Your assignment >>
Output only an exact transcription of the line containing "Each instance receives a single keypoint. Tag the athletic" and all lines that follow it in the data below.

═════ Exercise inputs

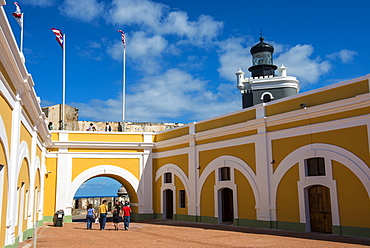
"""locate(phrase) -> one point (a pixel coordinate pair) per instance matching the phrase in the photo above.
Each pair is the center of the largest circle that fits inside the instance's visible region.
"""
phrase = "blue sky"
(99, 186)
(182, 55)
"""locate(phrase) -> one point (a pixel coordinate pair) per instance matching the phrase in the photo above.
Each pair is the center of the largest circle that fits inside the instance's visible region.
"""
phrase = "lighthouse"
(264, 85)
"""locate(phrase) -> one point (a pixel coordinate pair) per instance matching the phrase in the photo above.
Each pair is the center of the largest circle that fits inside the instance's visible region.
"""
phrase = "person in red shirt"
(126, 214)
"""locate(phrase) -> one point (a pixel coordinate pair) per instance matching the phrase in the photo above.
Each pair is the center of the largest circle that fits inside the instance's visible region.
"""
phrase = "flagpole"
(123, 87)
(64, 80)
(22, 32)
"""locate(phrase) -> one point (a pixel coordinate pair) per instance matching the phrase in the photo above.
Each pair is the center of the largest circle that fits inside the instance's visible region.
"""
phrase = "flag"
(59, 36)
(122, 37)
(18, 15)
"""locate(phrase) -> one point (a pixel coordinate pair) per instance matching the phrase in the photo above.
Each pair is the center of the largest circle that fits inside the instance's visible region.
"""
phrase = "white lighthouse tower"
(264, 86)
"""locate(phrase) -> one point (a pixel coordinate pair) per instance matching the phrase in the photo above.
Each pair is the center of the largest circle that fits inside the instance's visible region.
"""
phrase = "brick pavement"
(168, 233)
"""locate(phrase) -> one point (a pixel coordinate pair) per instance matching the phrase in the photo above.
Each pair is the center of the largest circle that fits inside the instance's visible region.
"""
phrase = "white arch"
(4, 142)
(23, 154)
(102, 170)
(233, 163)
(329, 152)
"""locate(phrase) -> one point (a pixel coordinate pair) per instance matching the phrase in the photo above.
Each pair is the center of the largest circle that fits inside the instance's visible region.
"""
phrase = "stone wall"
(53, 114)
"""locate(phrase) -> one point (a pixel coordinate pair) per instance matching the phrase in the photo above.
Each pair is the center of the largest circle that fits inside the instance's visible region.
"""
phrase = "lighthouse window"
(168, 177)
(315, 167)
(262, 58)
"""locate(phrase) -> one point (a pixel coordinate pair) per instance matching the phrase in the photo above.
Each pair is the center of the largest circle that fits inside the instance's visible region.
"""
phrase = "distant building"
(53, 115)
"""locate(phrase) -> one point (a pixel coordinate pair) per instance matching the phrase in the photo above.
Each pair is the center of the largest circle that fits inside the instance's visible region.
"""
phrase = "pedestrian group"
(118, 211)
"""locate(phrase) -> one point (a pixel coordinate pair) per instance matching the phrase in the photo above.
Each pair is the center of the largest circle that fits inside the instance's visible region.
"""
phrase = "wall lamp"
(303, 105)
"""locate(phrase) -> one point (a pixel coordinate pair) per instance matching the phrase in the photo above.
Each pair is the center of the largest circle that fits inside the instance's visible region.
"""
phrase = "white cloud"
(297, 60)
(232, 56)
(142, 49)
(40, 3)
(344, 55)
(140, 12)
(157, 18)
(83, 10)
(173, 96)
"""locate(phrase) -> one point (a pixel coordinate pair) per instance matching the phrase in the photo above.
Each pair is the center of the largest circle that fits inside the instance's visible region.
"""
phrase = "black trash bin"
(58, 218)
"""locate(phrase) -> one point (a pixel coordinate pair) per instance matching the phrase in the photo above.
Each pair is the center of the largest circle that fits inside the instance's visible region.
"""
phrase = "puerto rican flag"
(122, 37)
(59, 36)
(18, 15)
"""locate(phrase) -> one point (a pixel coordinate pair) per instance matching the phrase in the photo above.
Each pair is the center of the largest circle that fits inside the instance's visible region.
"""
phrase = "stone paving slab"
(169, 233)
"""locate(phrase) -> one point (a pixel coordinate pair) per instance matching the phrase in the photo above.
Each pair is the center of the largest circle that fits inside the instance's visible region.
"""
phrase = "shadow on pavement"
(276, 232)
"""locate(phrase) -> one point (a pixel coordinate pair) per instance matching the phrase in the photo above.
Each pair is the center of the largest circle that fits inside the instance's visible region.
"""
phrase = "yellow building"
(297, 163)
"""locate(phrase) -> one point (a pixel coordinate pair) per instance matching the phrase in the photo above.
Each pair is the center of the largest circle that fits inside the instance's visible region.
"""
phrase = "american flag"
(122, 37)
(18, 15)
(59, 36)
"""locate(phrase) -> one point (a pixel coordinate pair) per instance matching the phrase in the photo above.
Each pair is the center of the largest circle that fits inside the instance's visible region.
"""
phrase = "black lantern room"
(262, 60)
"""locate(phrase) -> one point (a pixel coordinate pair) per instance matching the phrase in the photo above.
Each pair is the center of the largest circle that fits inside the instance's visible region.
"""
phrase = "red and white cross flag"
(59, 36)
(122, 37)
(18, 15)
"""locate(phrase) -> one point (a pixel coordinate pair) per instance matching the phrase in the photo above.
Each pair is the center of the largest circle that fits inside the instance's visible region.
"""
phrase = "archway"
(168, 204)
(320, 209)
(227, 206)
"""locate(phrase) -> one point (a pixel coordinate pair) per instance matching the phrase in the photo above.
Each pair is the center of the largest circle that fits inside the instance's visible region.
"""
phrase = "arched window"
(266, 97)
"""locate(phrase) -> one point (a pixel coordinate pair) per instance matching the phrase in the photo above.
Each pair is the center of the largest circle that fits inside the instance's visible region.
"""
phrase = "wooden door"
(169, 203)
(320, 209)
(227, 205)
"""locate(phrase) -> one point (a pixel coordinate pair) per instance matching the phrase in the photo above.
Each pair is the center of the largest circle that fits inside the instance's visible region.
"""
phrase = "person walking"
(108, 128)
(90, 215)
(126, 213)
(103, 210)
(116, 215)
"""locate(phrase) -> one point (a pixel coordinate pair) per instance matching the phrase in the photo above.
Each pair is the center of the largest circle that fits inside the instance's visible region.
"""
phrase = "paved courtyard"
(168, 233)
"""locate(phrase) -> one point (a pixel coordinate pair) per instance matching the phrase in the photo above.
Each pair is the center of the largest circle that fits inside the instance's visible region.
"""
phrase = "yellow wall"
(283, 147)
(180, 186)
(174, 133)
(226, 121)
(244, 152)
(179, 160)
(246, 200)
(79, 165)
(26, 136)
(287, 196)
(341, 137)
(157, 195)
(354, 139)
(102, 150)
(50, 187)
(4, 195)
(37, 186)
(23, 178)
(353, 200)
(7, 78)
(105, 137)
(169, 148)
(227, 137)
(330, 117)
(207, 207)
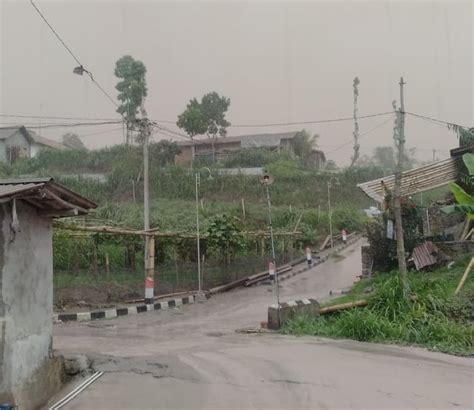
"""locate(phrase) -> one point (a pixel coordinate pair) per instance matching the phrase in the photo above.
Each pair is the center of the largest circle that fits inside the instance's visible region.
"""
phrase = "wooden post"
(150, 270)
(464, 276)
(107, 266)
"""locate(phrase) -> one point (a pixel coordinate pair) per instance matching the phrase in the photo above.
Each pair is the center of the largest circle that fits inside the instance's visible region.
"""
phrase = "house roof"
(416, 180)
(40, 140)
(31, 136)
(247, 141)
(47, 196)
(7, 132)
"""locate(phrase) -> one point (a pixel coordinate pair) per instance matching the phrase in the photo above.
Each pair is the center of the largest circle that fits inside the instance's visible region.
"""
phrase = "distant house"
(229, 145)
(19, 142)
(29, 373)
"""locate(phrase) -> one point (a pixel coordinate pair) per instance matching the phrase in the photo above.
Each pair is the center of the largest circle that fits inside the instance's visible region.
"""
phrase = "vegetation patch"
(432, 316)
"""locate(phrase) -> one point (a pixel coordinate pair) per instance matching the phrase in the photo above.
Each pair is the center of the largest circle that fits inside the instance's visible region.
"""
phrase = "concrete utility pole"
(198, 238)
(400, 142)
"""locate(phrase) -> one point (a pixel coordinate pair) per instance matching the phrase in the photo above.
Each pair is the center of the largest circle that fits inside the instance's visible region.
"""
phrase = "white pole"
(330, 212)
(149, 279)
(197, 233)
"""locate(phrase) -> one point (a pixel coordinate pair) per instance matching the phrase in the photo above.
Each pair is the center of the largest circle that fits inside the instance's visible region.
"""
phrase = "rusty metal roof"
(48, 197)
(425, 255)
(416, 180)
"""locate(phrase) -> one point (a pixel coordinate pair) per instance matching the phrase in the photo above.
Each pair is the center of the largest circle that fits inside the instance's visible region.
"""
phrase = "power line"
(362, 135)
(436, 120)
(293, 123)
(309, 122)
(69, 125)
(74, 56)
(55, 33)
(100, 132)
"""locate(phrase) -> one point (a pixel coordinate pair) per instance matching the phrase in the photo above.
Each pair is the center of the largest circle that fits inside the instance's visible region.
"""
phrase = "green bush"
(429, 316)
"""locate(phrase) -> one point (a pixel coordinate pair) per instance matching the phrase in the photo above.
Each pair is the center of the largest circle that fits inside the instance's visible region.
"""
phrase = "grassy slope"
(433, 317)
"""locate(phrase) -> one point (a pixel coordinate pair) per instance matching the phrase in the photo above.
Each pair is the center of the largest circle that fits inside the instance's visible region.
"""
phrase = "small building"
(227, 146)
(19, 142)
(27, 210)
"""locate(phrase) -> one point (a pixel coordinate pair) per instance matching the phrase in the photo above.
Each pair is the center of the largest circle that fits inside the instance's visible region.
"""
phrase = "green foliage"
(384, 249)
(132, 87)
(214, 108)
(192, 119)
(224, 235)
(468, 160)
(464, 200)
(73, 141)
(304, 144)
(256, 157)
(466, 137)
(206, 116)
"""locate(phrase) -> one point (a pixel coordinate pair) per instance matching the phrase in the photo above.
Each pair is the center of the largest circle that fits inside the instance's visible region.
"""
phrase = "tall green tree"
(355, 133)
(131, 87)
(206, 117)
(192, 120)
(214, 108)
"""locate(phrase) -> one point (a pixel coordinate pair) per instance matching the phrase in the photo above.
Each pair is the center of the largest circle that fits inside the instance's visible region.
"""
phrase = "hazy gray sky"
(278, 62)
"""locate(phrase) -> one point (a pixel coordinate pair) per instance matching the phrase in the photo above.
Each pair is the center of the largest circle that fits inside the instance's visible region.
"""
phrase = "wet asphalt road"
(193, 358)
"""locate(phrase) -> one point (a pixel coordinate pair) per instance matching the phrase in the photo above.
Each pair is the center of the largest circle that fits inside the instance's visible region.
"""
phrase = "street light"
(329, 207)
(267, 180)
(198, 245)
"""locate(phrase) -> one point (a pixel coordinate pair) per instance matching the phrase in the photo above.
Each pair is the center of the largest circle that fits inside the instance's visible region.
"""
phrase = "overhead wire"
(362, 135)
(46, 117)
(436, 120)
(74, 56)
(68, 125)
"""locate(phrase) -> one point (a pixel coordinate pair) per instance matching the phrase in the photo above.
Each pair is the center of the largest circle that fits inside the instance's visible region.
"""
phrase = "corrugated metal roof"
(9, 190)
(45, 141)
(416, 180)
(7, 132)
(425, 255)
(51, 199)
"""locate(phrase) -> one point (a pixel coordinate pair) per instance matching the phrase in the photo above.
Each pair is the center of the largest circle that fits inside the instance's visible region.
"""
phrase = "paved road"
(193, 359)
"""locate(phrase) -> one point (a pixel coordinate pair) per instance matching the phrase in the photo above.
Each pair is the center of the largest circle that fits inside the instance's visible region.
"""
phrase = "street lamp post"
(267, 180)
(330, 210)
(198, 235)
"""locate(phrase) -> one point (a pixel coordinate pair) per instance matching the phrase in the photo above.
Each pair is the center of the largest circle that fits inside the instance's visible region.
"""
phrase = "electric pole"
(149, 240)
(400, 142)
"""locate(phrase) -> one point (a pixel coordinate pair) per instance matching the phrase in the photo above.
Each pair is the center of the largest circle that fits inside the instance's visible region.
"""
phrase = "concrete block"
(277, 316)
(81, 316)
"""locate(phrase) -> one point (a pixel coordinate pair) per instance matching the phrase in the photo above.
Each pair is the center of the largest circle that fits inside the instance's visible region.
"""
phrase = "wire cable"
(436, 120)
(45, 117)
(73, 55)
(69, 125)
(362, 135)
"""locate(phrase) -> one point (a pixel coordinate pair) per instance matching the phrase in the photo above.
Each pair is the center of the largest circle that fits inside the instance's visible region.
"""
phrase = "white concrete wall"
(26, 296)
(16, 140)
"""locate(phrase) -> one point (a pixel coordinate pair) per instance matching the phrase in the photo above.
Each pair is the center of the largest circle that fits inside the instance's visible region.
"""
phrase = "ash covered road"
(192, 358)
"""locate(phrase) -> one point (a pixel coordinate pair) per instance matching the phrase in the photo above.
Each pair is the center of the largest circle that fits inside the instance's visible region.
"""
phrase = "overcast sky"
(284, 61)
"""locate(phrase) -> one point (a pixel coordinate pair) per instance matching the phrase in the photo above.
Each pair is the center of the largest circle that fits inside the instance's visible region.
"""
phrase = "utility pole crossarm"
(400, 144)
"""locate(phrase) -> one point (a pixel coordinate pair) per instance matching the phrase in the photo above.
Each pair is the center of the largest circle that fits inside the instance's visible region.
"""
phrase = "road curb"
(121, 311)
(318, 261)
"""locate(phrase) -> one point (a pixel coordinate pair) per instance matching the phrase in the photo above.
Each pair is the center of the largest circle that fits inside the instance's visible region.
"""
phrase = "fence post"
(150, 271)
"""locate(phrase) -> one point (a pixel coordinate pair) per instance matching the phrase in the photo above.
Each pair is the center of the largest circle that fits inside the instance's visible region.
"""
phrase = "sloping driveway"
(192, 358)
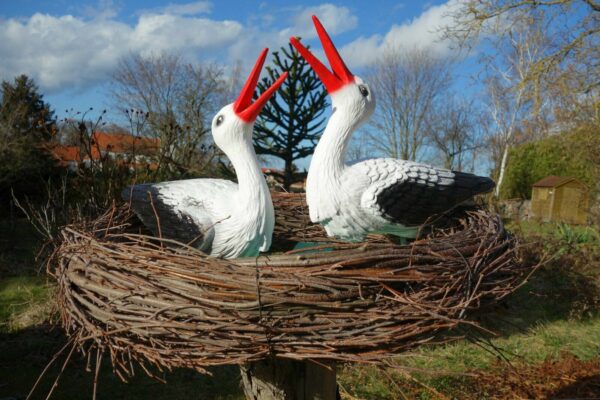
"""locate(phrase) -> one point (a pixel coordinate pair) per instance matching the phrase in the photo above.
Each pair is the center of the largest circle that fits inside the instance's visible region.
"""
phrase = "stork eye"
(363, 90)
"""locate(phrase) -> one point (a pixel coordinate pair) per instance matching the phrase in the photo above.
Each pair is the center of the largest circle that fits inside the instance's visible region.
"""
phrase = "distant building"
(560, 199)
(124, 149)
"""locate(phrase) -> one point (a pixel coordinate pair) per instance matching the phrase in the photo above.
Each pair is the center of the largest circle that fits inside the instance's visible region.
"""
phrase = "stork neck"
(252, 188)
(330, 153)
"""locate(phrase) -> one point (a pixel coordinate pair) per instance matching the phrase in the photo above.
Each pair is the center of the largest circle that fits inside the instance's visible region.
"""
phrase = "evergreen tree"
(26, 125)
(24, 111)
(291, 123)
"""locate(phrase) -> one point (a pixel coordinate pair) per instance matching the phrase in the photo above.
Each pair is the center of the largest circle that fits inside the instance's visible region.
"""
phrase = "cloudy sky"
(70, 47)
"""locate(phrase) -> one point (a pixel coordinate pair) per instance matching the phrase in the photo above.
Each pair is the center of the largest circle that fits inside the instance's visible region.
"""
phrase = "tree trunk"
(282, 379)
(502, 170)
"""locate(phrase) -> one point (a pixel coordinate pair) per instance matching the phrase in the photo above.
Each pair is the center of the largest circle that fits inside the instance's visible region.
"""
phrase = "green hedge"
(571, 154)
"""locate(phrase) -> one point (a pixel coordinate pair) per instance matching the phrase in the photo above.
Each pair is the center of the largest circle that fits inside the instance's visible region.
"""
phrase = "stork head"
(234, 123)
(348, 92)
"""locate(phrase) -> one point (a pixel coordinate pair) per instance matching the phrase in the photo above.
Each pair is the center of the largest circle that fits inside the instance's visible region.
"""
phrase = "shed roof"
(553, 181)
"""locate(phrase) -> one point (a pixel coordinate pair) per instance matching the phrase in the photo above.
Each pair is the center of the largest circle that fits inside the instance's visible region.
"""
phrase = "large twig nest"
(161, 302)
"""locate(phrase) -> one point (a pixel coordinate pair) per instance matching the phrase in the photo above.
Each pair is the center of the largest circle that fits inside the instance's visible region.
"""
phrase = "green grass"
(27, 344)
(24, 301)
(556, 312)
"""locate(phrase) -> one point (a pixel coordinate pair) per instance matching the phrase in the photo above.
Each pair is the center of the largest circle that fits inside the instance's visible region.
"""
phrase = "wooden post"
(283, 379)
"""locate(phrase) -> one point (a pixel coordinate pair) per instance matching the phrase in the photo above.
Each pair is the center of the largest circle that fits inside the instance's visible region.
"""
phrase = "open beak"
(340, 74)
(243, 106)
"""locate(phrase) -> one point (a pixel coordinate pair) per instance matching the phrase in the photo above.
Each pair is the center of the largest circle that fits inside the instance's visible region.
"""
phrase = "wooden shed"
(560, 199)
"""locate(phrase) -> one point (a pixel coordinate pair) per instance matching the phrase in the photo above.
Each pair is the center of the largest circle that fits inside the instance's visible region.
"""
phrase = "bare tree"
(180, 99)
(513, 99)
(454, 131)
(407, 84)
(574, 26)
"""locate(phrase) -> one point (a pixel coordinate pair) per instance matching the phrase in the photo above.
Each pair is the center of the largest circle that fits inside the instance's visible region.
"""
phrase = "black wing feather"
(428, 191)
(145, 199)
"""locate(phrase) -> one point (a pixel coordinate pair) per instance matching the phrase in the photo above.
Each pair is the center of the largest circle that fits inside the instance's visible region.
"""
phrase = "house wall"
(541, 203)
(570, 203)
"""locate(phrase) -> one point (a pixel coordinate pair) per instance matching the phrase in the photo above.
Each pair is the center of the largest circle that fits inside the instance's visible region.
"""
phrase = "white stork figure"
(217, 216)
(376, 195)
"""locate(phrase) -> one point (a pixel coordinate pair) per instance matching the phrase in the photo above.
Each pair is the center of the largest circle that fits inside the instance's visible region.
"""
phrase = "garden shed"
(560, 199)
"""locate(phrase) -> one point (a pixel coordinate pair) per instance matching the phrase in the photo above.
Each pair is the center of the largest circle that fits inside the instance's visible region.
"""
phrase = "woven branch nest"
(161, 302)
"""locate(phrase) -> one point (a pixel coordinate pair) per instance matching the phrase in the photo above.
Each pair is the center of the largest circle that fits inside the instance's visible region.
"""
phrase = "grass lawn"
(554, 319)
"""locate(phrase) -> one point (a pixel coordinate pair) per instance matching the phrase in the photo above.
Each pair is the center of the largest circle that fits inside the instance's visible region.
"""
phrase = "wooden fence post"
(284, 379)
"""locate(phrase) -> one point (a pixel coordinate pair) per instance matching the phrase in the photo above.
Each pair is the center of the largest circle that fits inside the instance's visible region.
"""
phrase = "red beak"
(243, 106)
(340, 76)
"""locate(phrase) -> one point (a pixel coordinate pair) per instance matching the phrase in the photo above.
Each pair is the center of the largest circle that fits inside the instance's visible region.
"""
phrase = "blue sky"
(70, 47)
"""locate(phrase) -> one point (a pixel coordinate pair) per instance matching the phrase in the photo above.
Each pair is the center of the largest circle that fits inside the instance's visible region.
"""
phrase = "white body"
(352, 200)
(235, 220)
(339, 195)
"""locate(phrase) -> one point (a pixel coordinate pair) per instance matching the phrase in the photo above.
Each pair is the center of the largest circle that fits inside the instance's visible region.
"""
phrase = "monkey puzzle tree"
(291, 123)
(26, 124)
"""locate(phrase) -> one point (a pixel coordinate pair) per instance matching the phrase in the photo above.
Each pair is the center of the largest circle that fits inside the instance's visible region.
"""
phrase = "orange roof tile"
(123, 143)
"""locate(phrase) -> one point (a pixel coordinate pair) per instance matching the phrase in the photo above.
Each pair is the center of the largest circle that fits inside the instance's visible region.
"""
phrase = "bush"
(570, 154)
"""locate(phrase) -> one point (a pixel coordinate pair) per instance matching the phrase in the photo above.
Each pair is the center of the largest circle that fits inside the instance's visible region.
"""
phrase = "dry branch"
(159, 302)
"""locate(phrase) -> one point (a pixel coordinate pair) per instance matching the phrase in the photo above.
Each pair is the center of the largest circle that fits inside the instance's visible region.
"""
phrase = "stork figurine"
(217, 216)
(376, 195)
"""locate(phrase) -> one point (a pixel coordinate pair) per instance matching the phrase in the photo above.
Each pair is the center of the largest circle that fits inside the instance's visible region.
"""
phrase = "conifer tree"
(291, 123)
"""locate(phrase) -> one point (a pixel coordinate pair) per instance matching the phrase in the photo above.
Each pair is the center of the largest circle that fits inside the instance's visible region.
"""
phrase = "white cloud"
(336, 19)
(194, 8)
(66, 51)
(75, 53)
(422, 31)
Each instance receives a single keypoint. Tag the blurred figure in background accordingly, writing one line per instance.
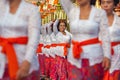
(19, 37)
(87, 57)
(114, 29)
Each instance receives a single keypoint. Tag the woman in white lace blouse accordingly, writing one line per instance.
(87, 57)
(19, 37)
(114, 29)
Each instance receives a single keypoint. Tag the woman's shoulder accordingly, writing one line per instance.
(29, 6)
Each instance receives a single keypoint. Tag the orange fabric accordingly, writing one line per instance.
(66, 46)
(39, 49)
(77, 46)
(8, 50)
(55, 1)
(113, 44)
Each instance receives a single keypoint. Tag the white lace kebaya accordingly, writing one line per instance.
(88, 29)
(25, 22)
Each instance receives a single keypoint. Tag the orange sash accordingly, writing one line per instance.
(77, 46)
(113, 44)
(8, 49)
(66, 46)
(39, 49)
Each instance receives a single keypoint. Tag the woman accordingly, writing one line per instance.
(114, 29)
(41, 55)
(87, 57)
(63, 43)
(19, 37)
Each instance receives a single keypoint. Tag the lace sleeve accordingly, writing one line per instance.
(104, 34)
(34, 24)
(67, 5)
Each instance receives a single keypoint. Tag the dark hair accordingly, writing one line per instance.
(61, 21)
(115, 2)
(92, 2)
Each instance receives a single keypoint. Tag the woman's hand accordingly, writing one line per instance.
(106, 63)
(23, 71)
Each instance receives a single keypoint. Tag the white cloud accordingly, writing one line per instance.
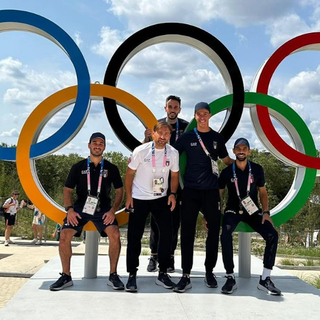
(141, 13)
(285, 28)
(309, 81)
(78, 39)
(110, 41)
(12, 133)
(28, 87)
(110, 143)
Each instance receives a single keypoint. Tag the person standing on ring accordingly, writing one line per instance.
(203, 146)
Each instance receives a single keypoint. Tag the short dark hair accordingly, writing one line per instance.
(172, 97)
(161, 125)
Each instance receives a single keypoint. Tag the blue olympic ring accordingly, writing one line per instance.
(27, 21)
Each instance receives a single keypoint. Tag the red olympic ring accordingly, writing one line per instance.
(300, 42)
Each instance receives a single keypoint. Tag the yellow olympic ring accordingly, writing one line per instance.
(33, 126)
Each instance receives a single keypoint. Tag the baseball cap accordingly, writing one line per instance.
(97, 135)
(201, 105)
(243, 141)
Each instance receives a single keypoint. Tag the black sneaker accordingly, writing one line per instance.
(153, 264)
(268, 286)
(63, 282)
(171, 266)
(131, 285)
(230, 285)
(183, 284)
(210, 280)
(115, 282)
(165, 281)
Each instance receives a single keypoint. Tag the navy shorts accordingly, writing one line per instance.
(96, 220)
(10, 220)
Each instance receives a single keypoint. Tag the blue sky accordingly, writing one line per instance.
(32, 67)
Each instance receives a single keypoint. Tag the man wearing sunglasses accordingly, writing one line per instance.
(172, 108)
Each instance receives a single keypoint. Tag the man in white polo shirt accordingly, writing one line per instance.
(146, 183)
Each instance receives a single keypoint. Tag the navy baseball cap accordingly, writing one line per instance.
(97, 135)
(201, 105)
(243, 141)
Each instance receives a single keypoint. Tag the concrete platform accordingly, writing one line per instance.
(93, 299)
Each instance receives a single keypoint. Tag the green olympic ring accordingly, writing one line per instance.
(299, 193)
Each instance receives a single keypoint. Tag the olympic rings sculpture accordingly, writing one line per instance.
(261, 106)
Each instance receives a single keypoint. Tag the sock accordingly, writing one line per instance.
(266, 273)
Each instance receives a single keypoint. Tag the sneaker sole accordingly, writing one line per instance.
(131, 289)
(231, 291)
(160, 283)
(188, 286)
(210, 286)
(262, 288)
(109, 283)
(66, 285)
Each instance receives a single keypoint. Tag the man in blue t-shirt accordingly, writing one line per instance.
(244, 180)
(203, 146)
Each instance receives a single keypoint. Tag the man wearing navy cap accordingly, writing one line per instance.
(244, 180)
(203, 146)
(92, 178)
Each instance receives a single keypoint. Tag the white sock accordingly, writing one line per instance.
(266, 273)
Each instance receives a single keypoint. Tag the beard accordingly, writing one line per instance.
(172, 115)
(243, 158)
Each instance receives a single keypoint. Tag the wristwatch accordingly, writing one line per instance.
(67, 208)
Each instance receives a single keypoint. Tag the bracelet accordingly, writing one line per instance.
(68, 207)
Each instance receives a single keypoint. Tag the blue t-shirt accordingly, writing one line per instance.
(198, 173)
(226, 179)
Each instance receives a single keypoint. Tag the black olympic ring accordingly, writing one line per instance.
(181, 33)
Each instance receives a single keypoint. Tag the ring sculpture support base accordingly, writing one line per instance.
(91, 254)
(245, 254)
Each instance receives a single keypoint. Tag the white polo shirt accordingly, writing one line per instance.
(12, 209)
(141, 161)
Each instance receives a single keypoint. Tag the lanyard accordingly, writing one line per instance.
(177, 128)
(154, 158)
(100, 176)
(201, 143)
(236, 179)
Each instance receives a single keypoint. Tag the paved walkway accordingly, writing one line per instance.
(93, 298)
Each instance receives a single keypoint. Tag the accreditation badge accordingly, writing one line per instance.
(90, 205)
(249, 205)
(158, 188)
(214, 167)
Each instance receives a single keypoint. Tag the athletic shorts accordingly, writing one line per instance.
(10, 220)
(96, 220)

══════════

Response >>
Each instance receives a single keypoint. Tag the athletic shorts accordingly, writing one line per instance.
(10, 220)
(96, 220)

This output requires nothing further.